**Reading text:**
--------------------------------------------------

United States v. Lopez

Decision Date14 May 1971
Docket NumberNo. 70 Cr 813.,70 Cr 813.
Citation328 F. Supp. 1077
PartiesUNITED STATES of America, Plaintiff, v. Frank Lorenzi LOPEZ, Defendant.
CourtU.S. District Court — Eastern District of New York




Edward R. Neaher, U. S. Atty., E. D. New York, Brooklyn, for plaintiff; Daniel M. Armstrong, Asst. U. S. Atty., of counsel.

Milton Adler, Legal Aid, New York City, for defendant; Edward J. Kelly, Brooklyn, New York City, of counsel.

Grunewald & Turk, Brooklyn, N. Y., amicus curiae; Raymond Bernhard Grunewald, Brooklyn, N. Y., of counsel.


WEINSTEIN, District Judge.

Defendant is charged with concealing and facilitating the transportation of heroin and of conspiring to commit that crime. 21 U.S.C. §§ 173, 174. He has moved to suppress heroin taken from his person.

Presented is the question of whether the anti-hijacking system used at our airports is constitutional. For the reasons indicated below, we hold the system valid. Nevertheless, because in this particular case the elegant and objective method devised by the government to deter and apprehend hijackers was distorted in an irrational and prejudicial way by airlines personnel, defendant's motion must be granted.


With his companion, Ernesto Perez Gonzalez, defendant, Frank Lorenzi Lopez, was apprehended on November 14, 1970 at John F. Kennedy International Airport as he was about to board a Pan American flight bound for Puerto Rico. Two Deputy United States Marshals had been called from a trailer adjacent to the Pan American premises where they were stationed in connection with the government's anti-hijacking program. An employee of Pan American had pointed out the two passengers as "selectees" —persons whose "profile" suggested a substantial likelihood that they were potential hijackers; who had activated a magnetometer, a metal detection device; and who, upon request, had failed to produce identification.

The Marshals approached the two and asked if they would walk through the magnetometer installation again, first with, and then without, a small blue bag that Gonzalez was carrying. Each of them did so, activating the device on both trips. The Marshals again requested identification but none was produced. At this time Gonzalez identified himself by his proper name, indicating that the name Julio Lopez, which appeared on his ticket, was erroneous.

The two travelers were then asked to accompany the Marshals to a private area adjacent to the passenger boarding ramp where their outer clothing was patted down ("frisked") for weapons. A Marshal felt a hard object about 4 inches wide, 6 inches long, and three-quarters of an inch deep under Lopez's clothing. A tinfoil covered plastic envelope tightly packed with white powder had been discovered. Field tested, the powder proved positive for heroin. Gonzalez and Lopez were then arrested.

Both were charged with concealment and facilitating the transportation of the packet of narcotics found on Lopez and with conspiring to commit this crime. The government's evidence at the suppression hearing made it apparent that there was no case against Gonzalez, even if the heroin was admitted. Accordingly, a judgment of acquittal was granted after the government and Gonzalez waived a jury and agreed that the hearing testimony would be deemed received at the trial.

--------------------------------------------------

**Objective 1:** Translate this sentence from the court opinion above into Spanish: "Each of them did so, activating the device on both trips."

--------------------------------------------------

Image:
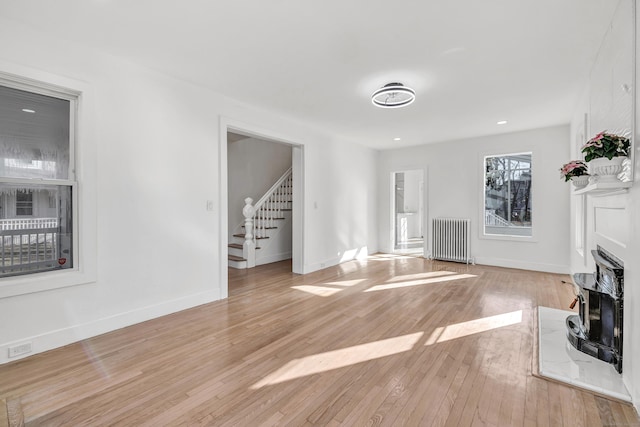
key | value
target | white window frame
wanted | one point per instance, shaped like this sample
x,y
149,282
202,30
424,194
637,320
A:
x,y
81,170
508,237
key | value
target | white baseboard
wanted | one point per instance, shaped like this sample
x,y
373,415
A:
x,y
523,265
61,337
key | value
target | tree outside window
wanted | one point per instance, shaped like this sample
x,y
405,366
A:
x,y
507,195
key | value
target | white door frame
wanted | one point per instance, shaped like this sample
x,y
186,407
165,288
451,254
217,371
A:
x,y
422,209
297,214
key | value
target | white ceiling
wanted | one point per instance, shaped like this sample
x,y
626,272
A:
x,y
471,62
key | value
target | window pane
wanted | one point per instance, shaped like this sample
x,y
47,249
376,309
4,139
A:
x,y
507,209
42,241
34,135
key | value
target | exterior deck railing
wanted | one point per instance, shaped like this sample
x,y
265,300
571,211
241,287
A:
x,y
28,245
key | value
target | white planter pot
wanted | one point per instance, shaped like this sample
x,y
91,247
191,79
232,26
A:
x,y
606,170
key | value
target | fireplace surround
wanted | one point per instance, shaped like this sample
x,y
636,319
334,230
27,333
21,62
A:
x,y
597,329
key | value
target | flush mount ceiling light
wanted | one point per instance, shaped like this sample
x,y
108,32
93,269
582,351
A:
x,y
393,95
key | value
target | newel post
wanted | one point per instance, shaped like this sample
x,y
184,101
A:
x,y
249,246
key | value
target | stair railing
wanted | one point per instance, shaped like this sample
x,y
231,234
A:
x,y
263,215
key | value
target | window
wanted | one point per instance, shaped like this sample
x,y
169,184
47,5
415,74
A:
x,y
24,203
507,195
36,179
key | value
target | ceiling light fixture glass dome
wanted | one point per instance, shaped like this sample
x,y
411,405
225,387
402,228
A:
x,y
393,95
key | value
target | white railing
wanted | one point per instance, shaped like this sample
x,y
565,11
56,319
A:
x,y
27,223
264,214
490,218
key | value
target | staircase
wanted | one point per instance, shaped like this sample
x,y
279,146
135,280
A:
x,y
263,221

--------------------------------------------------

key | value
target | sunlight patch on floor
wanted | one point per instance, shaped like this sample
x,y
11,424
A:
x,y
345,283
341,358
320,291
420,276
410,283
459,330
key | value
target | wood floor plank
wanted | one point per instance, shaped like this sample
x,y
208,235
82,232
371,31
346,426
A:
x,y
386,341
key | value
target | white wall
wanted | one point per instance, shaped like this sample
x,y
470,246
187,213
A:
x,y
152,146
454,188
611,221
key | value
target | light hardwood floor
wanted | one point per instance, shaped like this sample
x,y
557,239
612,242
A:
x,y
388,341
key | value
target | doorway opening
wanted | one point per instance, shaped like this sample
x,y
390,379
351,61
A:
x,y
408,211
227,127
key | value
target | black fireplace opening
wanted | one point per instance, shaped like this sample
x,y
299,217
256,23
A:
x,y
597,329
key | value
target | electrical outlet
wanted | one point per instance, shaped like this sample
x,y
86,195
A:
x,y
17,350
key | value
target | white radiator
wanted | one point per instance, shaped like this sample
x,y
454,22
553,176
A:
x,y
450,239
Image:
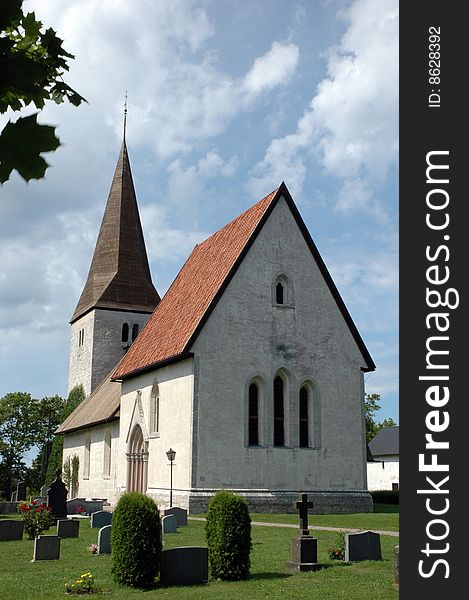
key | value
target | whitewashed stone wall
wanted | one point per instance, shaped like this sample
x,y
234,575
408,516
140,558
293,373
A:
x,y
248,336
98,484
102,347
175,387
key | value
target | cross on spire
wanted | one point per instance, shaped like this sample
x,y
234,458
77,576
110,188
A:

--------------------------------------------------

**Objective 2:** From the records, pull out every line that contains the word "window".

**Result 1:** Cada uno de ellos lo hizo, activando el dispositivo en ambos trayectos.

**Result 2:**
target | white window frame
target | tree outside window
target | window pane
target | window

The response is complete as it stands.